#### [Data shown]
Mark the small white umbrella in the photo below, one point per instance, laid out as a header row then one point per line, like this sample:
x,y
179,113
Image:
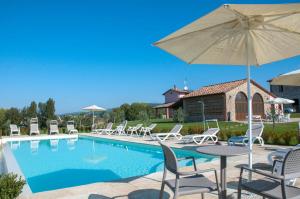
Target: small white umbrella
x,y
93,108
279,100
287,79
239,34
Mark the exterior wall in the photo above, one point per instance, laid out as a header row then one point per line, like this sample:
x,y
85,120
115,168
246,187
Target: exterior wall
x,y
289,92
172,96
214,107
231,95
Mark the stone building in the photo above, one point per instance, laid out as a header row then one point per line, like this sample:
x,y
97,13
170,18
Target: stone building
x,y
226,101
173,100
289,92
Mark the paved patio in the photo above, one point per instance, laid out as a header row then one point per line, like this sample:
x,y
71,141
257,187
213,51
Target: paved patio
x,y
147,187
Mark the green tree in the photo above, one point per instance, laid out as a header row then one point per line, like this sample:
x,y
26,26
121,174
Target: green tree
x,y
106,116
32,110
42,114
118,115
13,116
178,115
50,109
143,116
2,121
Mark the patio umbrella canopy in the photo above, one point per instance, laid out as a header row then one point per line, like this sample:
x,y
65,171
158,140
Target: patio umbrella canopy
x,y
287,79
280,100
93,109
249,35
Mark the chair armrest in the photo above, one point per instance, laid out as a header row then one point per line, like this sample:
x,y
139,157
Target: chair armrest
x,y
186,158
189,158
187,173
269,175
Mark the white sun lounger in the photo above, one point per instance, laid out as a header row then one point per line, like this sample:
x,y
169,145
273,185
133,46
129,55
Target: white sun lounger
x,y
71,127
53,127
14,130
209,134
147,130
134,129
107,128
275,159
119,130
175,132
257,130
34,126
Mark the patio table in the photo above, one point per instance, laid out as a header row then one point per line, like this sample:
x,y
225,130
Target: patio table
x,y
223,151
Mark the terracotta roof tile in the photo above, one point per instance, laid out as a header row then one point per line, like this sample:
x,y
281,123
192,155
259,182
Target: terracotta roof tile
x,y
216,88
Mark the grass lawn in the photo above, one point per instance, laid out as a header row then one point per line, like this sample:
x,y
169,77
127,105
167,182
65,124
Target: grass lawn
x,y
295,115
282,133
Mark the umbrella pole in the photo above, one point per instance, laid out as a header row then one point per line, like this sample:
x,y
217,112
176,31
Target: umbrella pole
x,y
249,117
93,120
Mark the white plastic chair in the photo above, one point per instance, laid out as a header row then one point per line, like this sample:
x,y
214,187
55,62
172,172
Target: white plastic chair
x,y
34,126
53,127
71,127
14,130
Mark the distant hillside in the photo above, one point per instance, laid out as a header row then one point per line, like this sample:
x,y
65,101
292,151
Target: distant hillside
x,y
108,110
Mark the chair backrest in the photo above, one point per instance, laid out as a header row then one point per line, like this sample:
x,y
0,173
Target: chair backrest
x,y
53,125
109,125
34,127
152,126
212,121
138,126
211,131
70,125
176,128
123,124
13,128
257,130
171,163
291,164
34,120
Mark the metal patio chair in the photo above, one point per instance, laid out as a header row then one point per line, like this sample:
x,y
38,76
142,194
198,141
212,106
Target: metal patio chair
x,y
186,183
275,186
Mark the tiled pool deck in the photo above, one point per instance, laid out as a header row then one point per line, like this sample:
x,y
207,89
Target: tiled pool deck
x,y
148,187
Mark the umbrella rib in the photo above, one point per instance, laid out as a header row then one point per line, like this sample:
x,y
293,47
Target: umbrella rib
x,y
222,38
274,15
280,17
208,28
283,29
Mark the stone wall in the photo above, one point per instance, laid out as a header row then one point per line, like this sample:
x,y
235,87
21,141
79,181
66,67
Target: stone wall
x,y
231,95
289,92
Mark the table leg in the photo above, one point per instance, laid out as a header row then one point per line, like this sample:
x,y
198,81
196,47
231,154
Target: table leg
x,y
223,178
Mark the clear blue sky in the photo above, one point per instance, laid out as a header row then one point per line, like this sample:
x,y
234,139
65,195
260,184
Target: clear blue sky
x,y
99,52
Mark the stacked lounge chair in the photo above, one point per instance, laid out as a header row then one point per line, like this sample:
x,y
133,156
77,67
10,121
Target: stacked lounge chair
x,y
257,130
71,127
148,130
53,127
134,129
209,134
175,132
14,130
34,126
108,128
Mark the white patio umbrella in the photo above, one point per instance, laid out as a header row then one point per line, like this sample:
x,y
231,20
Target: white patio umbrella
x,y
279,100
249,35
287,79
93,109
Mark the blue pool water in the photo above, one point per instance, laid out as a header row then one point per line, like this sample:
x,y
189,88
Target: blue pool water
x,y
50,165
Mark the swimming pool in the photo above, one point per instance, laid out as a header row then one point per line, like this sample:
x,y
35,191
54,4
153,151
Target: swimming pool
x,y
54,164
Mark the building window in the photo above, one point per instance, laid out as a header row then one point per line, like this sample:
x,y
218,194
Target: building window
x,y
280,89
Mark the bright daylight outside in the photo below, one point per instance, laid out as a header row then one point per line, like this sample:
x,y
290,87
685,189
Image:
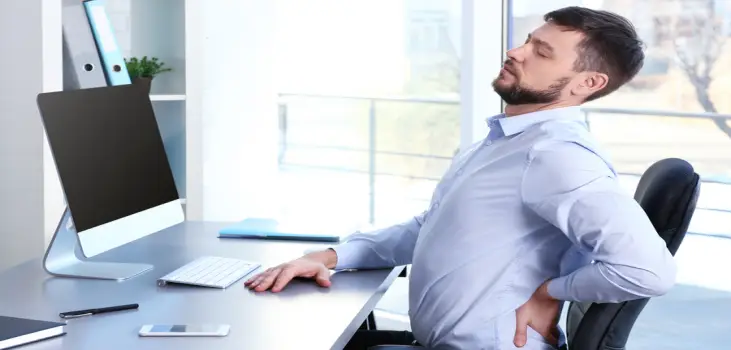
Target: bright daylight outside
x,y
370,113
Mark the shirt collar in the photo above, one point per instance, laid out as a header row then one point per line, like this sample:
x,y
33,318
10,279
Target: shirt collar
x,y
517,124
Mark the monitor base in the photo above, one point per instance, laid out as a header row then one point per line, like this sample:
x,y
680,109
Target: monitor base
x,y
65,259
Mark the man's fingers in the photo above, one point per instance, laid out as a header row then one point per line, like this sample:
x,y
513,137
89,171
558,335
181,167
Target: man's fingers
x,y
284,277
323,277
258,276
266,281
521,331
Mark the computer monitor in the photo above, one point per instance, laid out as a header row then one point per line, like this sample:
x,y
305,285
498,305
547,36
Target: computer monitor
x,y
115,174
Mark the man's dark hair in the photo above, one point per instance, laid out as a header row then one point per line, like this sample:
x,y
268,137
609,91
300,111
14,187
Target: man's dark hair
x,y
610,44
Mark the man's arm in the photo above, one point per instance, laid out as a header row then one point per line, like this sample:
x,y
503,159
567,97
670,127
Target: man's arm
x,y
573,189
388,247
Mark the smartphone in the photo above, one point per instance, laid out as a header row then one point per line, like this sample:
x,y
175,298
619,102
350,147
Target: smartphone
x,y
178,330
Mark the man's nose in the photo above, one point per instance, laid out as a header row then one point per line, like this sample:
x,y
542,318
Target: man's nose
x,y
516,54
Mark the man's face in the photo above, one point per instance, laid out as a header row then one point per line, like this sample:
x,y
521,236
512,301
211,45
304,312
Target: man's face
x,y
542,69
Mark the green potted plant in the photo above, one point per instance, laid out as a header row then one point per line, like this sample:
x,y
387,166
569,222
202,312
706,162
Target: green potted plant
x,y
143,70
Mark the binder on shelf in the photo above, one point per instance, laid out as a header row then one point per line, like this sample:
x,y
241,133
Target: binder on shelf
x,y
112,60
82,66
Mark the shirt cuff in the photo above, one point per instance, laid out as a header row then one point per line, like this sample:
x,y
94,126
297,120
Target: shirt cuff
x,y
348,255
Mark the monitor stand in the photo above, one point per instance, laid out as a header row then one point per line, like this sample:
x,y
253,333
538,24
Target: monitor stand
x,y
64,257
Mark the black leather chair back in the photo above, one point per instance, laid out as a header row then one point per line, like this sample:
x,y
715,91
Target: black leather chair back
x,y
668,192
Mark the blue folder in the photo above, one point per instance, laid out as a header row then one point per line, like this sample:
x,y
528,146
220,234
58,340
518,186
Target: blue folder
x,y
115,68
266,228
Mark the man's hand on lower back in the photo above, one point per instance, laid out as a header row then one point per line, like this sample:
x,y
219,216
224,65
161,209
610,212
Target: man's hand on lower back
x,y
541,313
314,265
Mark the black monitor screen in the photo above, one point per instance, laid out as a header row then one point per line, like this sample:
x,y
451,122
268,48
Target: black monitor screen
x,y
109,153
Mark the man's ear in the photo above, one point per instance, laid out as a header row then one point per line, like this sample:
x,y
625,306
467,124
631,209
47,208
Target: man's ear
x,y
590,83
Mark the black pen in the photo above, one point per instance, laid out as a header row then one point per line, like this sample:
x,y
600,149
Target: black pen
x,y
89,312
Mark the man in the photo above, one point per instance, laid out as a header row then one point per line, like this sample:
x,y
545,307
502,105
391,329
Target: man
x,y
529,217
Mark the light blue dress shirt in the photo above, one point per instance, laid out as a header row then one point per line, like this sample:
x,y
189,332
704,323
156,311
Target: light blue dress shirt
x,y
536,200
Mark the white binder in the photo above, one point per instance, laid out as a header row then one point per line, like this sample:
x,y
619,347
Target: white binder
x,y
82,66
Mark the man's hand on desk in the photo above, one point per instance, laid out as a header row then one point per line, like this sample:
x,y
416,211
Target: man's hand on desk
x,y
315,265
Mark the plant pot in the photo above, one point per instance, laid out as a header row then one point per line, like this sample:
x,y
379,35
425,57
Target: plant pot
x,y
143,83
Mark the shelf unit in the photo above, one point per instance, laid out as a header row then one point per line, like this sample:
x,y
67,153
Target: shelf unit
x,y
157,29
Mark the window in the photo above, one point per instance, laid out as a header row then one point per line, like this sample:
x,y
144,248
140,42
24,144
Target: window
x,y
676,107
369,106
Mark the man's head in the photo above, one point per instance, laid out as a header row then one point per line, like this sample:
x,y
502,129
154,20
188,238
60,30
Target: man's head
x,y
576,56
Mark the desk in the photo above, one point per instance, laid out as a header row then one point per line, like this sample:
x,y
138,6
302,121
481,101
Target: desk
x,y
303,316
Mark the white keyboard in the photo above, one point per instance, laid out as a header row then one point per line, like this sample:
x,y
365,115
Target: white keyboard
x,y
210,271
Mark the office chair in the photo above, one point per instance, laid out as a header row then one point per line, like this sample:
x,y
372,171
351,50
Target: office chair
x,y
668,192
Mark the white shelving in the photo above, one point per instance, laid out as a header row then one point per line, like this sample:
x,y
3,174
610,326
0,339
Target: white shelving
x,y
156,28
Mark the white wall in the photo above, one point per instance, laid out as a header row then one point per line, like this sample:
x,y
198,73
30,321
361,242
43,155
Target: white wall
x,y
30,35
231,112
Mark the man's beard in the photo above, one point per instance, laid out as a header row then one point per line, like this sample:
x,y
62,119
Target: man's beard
...
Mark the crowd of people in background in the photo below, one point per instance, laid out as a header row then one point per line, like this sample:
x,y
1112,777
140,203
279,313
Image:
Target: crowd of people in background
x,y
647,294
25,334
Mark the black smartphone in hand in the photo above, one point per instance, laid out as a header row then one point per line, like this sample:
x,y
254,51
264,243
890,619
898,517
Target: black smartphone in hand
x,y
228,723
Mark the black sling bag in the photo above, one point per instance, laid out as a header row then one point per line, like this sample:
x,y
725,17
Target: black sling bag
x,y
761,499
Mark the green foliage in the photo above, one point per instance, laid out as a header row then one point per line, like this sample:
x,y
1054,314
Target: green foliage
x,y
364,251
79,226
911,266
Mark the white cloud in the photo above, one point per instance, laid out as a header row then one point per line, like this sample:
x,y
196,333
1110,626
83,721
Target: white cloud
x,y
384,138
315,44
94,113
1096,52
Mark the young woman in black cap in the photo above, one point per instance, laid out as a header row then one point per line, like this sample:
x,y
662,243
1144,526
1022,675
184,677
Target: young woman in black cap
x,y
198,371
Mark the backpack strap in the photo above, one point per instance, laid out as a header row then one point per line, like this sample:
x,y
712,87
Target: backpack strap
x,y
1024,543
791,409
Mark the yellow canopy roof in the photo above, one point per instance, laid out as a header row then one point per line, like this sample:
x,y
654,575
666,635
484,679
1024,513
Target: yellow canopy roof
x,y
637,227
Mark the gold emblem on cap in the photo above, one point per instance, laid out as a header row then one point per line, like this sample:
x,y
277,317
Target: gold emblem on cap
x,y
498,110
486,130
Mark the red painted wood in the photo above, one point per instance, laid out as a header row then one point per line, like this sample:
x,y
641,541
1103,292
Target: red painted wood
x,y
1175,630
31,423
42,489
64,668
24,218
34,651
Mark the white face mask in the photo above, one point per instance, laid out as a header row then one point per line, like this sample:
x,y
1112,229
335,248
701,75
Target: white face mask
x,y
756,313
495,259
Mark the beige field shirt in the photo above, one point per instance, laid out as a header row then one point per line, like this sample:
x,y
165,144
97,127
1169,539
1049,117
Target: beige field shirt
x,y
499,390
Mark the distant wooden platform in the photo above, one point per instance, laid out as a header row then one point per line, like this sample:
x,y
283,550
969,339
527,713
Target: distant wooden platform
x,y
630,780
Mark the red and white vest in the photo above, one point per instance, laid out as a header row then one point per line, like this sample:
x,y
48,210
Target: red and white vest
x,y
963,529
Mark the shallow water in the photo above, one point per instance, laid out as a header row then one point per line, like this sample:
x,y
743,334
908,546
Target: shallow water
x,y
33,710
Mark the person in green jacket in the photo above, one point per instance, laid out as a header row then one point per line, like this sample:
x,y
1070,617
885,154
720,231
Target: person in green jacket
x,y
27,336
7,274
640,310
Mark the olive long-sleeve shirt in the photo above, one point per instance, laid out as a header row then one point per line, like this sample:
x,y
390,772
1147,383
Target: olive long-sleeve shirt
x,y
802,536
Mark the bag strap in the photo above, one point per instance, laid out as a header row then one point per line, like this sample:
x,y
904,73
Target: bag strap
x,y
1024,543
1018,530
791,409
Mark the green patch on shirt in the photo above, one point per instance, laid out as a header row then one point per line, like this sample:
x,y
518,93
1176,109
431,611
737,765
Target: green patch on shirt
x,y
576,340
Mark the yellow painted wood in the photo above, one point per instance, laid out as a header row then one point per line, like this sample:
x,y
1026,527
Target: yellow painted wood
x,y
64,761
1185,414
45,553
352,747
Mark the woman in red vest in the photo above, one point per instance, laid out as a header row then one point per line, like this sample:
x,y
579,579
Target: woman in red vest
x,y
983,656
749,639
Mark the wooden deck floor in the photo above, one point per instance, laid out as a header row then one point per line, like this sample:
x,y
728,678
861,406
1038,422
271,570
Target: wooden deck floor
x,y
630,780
==
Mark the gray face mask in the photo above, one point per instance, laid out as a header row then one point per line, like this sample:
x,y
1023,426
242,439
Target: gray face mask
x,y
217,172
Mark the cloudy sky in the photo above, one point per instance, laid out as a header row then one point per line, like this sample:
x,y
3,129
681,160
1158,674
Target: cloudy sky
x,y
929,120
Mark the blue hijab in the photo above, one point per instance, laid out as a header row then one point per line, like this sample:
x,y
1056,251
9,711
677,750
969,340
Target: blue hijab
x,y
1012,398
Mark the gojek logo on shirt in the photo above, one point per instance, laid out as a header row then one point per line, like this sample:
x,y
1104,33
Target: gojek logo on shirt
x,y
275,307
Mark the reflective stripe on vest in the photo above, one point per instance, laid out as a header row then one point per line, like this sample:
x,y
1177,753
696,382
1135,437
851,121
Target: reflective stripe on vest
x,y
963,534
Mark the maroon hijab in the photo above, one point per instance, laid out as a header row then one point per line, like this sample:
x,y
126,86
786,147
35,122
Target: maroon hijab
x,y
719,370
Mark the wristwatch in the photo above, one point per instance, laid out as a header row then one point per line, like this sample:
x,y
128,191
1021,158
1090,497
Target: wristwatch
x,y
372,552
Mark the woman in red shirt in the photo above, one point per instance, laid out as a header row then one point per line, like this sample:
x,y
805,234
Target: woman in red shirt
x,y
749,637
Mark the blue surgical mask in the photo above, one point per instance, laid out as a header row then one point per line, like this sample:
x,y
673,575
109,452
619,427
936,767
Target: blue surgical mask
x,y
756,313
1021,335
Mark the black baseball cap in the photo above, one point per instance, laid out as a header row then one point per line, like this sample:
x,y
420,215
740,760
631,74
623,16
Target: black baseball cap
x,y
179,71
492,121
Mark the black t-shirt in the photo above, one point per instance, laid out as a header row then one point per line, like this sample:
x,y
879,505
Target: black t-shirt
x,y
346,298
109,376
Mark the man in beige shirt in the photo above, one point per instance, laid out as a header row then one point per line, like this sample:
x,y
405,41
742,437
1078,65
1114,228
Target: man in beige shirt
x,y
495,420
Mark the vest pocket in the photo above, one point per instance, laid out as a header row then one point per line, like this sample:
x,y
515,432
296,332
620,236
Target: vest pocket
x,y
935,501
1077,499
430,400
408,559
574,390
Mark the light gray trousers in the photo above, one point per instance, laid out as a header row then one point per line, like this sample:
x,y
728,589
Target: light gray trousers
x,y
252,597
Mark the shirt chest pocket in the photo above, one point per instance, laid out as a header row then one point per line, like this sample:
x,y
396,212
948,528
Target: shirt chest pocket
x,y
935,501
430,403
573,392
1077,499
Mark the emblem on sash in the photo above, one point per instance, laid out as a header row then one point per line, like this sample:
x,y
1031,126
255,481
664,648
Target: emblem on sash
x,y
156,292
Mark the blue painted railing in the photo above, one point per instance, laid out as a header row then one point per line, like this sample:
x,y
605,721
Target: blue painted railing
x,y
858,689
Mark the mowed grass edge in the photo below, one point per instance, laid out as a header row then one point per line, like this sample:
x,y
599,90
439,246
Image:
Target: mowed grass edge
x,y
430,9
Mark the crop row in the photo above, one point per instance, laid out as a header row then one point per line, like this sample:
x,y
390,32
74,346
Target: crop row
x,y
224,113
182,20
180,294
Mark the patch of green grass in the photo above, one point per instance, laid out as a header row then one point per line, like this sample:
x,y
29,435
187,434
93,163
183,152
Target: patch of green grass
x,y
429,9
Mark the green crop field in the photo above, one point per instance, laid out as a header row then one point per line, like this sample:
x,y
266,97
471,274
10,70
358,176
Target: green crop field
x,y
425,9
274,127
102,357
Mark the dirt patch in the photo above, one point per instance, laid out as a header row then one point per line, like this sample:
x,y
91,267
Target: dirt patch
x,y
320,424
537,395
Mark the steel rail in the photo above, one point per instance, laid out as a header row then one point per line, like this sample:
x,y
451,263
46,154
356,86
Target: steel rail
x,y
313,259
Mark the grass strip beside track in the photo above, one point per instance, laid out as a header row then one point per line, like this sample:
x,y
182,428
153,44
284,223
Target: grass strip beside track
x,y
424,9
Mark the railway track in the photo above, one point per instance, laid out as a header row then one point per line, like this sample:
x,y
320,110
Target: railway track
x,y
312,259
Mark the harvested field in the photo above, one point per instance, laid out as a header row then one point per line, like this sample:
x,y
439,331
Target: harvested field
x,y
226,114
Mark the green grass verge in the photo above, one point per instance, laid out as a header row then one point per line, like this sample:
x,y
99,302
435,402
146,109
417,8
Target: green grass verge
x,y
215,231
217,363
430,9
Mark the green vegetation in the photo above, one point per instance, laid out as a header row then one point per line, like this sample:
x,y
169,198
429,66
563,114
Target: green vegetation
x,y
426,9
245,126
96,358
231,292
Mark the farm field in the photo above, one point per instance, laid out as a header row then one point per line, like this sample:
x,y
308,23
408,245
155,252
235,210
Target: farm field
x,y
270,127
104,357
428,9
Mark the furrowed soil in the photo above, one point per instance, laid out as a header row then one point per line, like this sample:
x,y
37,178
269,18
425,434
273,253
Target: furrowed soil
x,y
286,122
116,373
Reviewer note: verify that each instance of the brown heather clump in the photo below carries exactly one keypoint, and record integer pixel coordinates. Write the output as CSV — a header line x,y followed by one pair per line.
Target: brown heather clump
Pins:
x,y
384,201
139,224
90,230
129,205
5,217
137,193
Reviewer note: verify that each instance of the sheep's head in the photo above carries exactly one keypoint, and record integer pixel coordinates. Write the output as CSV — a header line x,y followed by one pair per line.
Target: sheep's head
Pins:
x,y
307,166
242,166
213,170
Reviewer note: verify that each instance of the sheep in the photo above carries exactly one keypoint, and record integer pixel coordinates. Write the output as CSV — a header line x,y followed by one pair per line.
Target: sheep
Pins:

#### [Aim of the task]
Search the entries above for "sheep". Show every line that has it.

#### [Output of the task]
Reviewer note: verify that each instance of the sheep's head in the photo above carries exactly one keypoint, and record integer pixel coordinates. Write the output as CSV — a header line x,y followed by one pair per line.
Target: sheep's head
Reviewer note: verify that each instance of the sheep in the photo above carries exactly one keypoint, and record integer pixel coordinates. Write the output as CSV — a header line x,y followed by one pair per line.
Target: sheep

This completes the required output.